### Information supplied ###
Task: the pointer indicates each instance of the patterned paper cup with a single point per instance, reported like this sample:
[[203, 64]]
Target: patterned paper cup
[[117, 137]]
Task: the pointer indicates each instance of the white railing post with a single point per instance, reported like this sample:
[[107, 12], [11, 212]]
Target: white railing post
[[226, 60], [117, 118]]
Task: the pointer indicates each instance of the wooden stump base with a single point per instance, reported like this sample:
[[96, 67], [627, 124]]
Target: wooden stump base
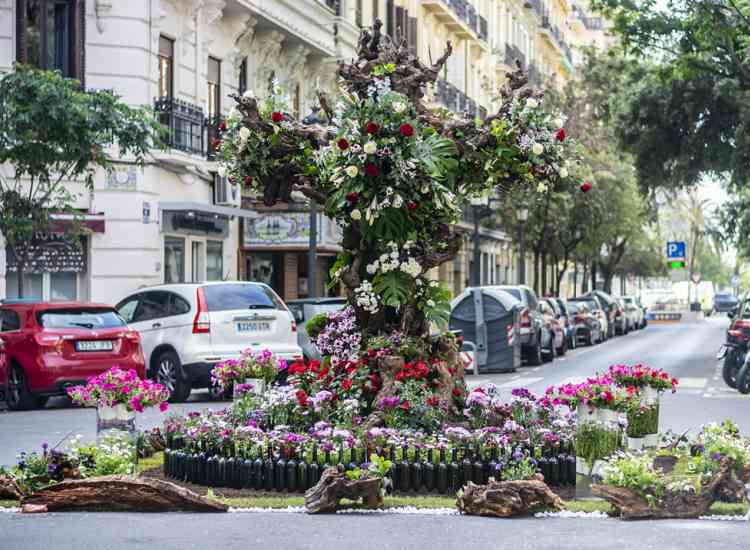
###
- [Work instruction]: Extract only the lines from the one that contains "[[107, 12], [11, 212]]" through the end of the records, inclusive, and omit every picture.

- [Answer section]:
[[107, 12], [11, 212]]
Target: white railing post
[[226, 60], [117, 118]]
Task: the pointer indicates each instance of the wooden stump base with a single point per instance, reported like this sample:
[[96, 67], [627, 124]]
Target: wooden stump base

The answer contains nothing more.